═════ Textauszug ═════
Ein Seriengründer

Der Ort war schon mal klug gewählt: In Lyon, der Wiege des französischen Katholizismus, eine antiklerikal gestimmte Filmzeitschrift herauszugeben, verriet ausgeprägte Kühnheit. Der Zeitpunkt hingegen war verhängnisvoll: 1952, ein Jahr nach der ewigen Konkurrenz.

In der Wahrnehmung der cinéphilen Öffentlichkeit hat „Positif“ die Aufholjagd zu den „Cahiers du cinéma“ nie so recht gewonnen, in den Augen der Kenner hat sie es allerdings längst. Nehmen Sie das getrost als eine relativ unparteiische Aussage: Ich tauche im Impressum zwar noch immer als Deutschland-Korrespondent auf, erhalte aber nach wie vor keine Aufträge, für die ich ohnehin nicht honoriert würde. Heute bin ich freilich ganz Parteigänger, denn am Nachmittag erhielt ich aus Lyon die Nachricht, dass Bernard Chardère gestorben ist, der maßgebliche Mitbegründer von "Positif". Geld hatten er und seine Gesinnungsgenossen keins, aber dafür jede Menge cinéphilen Elan. Mit 92 Jahren hat er ein gesegnetes Alter erreicht. Er hörte nicht auf, dort zu schreiben, im Mai 2022 erschien sein letzter Artikel - ein Wunder an journalistischer Langlebigkeit.

Sie verdankt sich einer bewundernswerten Begeisterungsfähigkeit, aber auch einer erlesenen Streitlust. Die Feindschaft mit den "Cahiers" mochte er nie ganz aufgeben. Mal zähnefletschend, mal mit vollendeter Ironie wies er der Konkurrenz ihre Fehler, Widersprüche und Inkonsequenzen vor. Gern zitierte er dabei ehemalige Autoren der "Cahiers", etwa Francois Truffaut, der während ihrer maoistischen Phase die Frage stellte, ob sie sich nicht umbenennen sollte. (Ich bin gespannt, ob und wie die Zeitschrift dieser zentralen Figur der französischen Filmkultur nun wohl nachrufen wird.) Gleichviel, derlei rabulistische Agilität hat er seinem spiritueller Nachfolger Michel Ciment bei "Positif" vererbt, der inzwischen auch nicht mehr ganz jung ist, aber die redaktionellen Zügel nicht recht aus der Hand geben mag. Michel nannte ihn einmal einen "conservateur", was in der gemeinten Vieldeutigkeit im Deutschen leider nicht ganz aufgeht: ein Konservativer der Linken, und ein Bewahrer von Filmen, Filmgeschichte und der eigenen Gesundheit. Die Ehe von Alice und Bernard Chardère war ebenfalls langlebig, sie dauerte bis zu ihrem Tod 2016 und ist unter meinen französischen Kollegen legendär als fruchtbare Arbeitsgemeinschaft.
═════ Quellenmaterial ═════
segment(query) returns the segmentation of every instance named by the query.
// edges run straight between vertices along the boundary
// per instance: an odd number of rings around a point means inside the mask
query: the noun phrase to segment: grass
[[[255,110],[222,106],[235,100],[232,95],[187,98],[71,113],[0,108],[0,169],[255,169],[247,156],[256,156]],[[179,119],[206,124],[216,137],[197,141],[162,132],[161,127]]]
═════
Aufgabe 1>
Beantworten Sie anhand des Textes über Bernard Chardère folgende Fragen:
(a) In welcher Stadt wurde die Filmzeitschrift „Positif“ herausgegeben?
(b) Wann erschien Chardères letzter Artikel?
(c) Bis wann dauerte die Ehe von Alice und Bernard Chardère?
Aufgabe 2> Schreiben Sie sämtliche Zeilen der Datensatzeinträge wortgetreu ab.

Schriftliche Antwort 1>
(a) In Lyon.
(b) Im Mai 2022.
(c) Bis zu Alice Chardères Tod im Jahr 2016.

Schriftliche Antwort 2>
segment(query) returns the segmentation of every instance named by the query.
// edges run straight between vertices along the boundary
// per instance: an odd number of rings around a point means inside the mask
query: the noun phrase to segment: grass
[[[255,110],[222,106],[235,100],[232,95],[187,98],[71,113],[0,108],[0,169],[255,169],[247,156],[256,156]],[[179,119],[206,124],[216,137],[197,141],[162,132],[161,127]]]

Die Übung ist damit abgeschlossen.